Transcribe verbatim every line from the line containing "the rock, one" to the end of the entries, including both endpoints. Output nothing beyond those lines.

-- start RECORDS PROVIDED --

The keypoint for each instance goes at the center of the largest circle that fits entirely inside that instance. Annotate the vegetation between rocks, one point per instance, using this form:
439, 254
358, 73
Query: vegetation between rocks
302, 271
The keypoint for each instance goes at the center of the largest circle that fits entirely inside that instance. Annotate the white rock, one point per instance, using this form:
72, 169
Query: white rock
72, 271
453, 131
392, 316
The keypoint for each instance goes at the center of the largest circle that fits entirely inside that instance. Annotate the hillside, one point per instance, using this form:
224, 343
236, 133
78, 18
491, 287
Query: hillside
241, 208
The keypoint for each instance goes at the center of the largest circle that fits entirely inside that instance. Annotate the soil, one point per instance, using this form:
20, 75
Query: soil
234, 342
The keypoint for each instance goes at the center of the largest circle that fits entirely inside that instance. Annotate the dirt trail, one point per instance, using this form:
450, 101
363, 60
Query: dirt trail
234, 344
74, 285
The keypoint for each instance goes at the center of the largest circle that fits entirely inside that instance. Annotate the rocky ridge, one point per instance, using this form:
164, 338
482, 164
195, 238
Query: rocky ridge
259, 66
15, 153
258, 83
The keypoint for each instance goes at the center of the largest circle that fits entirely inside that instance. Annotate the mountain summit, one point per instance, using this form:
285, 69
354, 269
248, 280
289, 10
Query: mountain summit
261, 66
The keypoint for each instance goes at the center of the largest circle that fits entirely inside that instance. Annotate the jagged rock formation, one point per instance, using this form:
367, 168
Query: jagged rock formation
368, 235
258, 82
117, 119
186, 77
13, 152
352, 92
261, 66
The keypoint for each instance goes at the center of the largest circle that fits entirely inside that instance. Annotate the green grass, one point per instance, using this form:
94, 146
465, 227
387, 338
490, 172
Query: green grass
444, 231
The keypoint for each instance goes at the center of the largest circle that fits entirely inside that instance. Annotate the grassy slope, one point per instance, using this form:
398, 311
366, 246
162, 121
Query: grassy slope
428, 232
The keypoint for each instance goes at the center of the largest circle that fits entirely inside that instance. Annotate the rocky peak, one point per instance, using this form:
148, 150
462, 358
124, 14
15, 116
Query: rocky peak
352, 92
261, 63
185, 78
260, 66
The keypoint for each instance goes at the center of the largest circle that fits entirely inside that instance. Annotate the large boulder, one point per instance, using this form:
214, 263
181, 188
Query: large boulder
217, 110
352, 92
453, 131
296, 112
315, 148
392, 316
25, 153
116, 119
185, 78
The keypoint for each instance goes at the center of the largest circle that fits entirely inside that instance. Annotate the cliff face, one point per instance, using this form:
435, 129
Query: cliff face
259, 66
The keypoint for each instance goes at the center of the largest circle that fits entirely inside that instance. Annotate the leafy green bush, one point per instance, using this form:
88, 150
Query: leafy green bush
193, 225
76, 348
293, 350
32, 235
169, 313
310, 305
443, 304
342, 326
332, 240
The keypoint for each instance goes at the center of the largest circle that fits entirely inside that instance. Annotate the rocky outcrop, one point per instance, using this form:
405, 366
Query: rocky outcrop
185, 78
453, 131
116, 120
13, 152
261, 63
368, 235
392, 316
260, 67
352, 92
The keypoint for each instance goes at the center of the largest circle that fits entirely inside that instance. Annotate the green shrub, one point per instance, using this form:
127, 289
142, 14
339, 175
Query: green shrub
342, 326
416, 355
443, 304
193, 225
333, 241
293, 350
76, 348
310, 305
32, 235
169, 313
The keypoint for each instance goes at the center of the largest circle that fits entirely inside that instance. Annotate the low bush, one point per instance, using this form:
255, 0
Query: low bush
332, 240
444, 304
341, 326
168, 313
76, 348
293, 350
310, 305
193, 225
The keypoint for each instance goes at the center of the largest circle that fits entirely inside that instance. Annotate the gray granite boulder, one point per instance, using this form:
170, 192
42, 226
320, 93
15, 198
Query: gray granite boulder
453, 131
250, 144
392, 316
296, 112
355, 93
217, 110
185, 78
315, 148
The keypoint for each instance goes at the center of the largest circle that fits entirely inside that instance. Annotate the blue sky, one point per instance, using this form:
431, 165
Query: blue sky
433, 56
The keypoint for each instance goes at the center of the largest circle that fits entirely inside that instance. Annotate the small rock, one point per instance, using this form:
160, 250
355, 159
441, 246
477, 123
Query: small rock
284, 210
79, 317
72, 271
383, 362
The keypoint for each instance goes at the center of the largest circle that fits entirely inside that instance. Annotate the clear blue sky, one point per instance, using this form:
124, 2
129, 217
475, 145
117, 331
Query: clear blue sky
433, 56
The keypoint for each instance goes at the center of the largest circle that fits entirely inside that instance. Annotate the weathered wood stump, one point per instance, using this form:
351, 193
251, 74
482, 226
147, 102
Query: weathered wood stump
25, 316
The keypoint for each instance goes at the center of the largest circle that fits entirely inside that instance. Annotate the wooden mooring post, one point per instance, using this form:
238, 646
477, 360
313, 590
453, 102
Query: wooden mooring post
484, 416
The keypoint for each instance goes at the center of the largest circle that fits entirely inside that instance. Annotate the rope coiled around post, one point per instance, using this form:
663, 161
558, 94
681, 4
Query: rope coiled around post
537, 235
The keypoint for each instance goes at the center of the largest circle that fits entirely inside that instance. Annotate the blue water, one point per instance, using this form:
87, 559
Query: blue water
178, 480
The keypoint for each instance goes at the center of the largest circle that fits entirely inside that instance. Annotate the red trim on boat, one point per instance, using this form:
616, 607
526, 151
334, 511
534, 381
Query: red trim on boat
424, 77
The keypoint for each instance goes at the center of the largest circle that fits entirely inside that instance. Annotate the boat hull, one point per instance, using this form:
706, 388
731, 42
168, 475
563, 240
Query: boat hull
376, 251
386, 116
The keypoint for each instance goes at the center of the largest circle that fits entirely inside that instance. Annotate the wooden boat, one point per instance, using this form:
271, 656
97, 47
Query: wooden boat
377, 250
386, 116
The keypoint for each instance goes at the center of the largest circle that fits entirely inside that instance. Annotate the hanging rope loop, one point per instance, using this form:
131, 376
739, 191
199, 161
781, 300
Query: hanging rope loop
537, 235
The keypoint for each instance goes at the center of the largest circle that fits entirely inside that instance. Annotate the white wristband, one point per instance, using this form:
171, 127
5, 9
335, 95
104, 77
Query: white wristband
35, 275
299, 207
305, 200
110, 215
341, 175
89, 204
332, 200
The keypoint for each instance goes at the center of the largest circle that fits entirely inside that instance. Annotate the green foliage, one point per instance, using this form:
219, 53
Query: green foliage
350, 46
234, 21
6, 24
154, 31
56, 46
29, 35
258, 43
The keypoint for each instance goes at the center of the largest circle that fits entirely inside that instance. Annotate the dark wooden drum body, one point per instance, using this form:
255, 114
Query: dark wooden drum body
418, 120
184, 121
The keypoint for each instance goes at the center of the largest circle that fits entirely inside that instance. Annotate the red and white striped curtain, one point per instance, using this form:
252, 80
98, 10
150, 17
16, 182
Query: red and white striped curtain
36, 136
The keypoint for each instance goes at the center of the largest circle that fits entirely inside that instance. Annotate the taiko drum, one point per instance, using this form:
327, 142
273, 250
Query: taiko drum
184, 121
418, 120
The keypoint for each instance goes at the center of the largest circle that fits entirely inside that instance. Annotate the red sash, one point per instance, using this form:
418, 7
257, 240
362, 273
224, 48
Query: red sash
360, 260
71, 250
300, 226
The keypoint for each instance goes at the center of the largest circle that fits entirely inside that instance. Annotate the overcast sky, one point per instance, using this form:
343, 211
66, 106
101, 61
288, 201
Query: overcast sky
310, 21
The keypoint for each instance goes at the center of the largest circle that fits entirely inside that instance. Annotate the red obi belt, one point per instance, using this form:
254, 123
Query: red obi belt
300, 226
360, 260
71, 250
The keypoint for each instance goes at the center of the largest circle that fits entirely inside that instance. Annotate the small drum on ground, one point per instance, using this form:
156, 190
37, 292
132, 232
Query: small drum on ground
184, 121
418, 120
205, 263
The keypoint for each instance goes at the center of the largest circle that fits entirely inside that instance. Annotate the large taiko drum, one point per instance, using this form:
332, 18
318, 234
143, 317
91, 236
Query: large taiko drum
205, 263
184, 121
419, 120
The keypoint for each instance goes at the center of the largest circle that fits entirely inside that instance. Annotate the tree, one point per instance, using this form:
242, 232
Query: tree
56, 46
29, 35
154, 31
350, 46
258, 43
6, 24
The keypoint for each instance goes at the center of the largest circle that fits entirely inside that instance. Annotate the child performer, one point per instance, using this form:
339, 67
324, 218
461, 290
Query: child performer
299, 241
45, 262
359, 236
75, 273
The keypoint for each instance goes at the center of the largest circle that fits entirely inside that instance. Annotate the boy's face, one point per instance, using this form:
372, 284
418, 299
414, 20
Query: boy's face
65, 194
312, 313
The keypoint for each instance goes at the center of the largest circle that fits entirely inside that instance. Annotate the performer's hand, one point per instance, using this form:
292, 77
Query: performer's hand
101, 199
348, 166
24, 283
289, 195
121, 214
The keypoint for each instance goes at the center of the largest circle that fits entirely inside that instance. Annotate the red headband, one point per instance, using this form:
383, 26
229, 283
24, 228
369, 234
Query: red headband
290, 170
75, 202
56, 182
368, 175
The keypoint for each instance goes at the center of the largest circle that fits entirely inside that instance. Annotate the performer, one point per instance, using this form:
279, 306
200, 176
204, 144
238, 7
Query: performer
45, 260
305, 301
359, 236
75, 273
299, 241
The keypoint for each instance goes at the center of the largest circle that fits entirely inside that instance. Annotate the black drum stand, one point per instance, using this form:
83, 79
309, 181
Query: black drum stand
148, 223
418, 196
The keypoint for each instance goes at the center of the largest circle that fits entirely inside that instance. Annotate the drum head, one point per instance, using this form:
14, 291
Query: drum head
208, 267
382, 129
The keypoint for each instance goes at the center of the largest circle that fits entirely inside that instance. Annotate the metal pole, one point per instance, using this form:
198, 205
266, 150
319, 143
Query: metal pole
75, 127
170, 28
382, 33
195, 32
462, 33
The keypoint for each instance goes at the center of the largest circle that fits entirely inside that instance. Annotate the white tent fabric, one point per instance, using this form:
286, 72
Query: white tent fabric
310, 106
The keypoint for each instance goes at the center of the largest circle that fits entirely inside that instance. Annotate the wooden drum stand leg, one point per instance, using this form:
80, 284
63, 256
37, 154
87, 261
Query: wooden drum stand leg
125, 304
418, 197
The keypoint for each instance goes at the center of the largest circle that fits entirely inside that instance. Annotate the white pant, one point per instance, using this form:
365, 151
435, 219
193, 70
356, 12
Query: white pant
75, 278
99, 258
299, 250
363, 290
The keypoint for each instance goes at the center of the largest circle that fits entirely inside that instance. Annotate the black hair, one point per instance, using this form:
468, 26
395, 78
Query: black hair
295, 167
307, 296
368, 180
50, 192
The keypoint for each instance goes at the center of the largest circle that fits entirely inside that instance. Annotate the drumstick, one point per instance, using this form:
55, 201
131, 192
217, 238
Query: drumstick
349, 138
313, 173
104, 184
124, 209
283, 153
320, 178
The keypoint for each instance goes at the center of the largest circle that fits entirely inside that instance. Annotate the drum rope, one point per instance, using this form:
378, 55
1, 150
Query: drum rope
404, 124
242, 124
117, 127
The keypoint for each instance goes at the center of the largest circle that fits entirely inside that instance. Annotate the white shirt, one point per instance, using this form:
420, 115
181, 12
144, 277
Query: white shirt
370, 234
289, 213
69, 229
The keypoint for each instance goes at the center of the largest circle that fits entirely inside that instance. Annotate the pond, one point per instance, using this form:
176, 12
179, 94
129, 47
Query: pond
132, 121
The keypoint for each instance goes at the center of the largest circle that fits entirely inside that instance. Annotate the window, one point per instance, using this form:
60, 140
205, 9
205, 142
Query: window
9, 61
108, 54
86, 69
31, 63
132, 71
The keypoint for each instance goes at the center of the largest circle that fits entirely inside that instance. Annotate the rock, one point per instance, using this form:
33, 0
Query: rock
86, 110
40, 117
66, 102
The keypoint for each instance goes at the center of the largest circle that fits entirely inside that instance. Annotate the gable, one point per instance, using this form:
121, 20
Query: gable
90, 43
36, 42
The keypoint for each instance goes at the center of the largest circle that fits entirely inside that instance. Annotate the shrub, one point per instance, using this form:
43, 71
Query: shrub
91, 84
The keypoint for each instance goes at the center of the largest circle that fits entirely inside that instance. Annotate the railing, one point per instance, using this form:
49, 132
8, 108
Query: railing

-- end RECORDS PROVIDED --

RESPONSE =
The keypoint for each instance goes at the center of the largest circle that fits entirely inside that instance. Annotate the rock, one point per instance, using this form:
33, 0
Query: rock
86, 110
40, 117
66, 102
The keypoint for each instance goes at the center of the largest circle that fits entirely inside that instance. Annotate the gable, one point per instance, using this form:
121, 20
Query: gable
90, 43
36, 42
The keypoint for each instance goes at the center of the largest circle that fits entirely inside that instance. Annotate the shrub, one point per instance, using this form:
43, 71
Query: shrub
91, 84
The keypoint for each instance goes at the center of the largest circle that fits entirely inside that instance. Annotate the railing, one point per instance, using this form:
49, 132
8, 108
Query: railing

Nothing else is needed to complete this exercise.